### Data for this task
▶

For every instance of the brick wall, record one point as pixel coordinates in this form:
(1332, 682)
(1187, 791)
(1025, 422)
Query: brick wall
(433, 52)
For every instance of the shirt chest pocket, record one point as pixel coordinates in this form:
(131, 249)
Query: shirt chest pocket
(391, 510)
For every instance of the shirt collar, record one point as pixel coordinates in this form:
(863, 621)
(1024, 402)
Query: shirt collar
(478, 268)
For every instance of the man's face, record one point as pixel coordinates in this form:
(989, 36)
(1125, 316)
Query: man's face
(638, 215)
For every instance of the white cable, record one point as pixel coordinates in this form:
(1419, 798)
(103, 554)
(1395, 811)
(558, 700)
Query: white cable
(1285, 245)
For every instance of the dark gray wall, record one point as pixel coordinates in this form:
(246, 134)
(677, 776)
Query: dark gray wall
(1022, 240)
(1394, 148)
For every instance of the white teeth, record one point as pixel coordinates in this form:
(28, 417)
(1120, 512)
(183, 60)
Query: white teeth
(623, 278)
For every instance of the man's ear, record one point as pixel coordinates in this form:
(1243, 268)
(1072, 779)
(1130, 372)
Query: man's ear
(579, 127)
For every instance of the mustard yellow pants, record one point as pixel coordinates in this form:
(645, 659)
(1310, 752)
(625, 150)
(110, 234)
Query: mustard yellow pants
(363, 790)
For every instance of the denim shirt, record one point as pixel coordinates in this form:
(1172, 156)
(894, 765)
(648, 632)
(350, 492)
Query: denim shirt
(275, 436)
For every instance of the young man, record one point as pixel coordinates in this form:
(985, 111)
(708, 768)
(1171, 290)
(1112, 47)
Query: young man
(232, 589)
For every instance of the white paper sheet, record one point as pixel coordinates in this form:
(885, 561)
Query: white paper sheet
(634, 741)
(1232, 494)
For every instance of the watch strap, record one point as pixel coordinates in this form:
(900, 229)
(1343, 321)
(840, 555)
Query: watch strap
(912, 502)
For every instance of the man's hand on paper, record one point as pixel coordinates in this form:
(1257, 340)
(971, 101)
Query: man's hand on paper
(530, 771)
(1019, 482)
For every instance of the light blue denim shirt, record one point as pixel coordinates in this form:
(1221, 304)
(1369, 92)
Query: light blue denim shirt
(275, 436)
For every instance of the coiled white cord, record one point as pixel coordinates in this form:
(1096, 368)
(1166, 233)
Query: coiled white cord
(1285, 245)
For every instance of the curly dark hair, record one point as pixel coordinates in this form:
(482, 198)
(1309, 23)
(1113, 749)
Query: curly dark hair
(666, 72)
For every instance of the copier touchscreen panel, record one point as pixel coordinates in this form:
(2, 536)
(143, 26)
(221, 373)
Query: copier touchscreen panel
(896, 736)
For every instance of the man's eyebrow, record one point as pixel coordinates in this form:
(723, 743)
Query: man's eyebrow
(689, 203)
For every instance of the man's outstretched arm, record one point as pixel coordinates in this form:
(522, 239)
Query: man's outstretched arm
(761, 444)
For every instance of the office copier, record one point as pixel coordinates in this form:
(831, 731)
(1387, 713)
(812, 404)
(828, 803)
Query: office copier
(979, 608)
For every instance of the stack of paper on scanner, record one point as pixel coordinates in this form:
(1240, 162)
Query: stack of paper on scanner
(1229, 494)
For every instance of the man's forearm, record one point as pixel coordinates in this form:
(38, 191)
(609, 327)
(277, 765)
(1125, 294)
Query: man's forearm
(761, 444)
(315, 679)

◀

### What is required
Every line of the listing should be printed again exactly.

### Task result
For every instance of the brick wall, record one point as pixel coordinates in this form:
(1332, 682)
(1187, 791)
(1025, 422)
Query: brick wall
(433, 52)
For every instance of the shirt chest pocket, record one point as pixel coordinates in this form:
(131, 249)
Query: shirt chest pocket
(391, 510)
For every instance of the shirt collar, record one point as pixel coordinates in this form:
(863, 621)
(1024, 402)
Query: shirt collar
(478, 268)
For every instance of the man's face, record one point as pixel coordinates in this form:
(989, 36)
(1125, 316)
Query: man's face
(638, 215)
For every instance of the white cable, record one point as pixel coordinates in this form:
(1419, 798)
(103, 554)
(1395, 811)
(558, 700)
Query: white cable
(1285, 245)
For every instance of the dark gray wall, record one point as pixel coordinates in this form:
(246, 134)
(677, 776)
Query: dark gray wall
(1022, 240)
(1394, 148)
For every instance of the white teeth, record one point as pixel coordinates in this form:
(28, 417)
(1120, 512)
(183, 60)
Query: white teeth
(623, 278)
For every instance of the man's ear, record one point as pixel coordinates in this form:
(1243, 268)
(1072, 779)
(1130, 372)
Query: man's ear
(579, 127)
For every instance of the mustard yellow pants, record one point as pixel coordinates in this form:
(645, 659)
(1310, 752)
(625, 150)
(110, 234)
Query: mustard yellow pants
(363, 790)
For every instance of the denim shirt, record one point as pixel coordinates in this form:
(1172, 156)
(894, 765)
(648, 632)
(350, 492)
Query: denim shirt
(275, 436)
For every instance of the young man, record one point as pixel coordinates in this form:
(985, 111)
(708, 768)
(1171, 290)
(1112, 47)
Query: young man
(232, 589)
For every instance of the white paper sheet, record one point as pixel coordinates in this form:
(885, 561)
Query: white paper sheet
(634, 741)
(1232, 494)
For every instance of the watch strap, record one point as pixel coordinates in this form:
(900, 229)
(1343, 321)
(840, 555)
Query: watch strap
(912, 502)
For every instance of the man's hand on paper, record one point as pixel coordinates in this form:
(1257, 340)
(971, 101)
Query: man's hand on paper
(530, 771)
(1019, 482)
For every instance of the light blue denim shirt, record one point as pixel coordinates in this form:
(1221, 304)
(1369, 92)
Query: light blue denim shirt
(275, 436)
For every instance of the coiled white cord, record one point as pixel coordinates in this form:
(1096, 368)
(1166, 233)
Query: coiled white cord
(1285, 245)
For every instance of the curly dark hair, record one point as pixel coordinates in this form:
(482, 198)
(1309, 23)
(1113, 749)
Query: curly dark hair
(666, 72)
For every instance of the copier touchscreen panel, record one point as pixel coordinates in this form:
(2, 536)
(143, 26)
(221, 373)
Query: copier touchscreen panel
(896, 736)
For every instance of the man's eyebrow, record one point as pixel coordinates in this form:
(723, 743)
Query: man's eyebrow
(689, 203)
For every instance of the man's outstretched arm, record one point as pixel coordinates in this form:
(522, 239)
Query: man's outstretched arm
(761, 444)
For every instance of the office copier, record one point as pixel coordinates in this form:
(831, 731)
(1387, 713)
(812, 404)
(828, 803)
Query: office copier
(979, 608)
For every instance of the stack of paper on scanner, record one point as pixel coordinates in this form:
(1240, 162)
Query: stack of paper on scanner
(1229, 494)
For every instance of the man's forearm, record one point as pixel coordinates in this form:
(38, 191)
(609, 327)
(277, 765)
(1125, 294)
Query: man's forearm
(761, 444)
(315, 679)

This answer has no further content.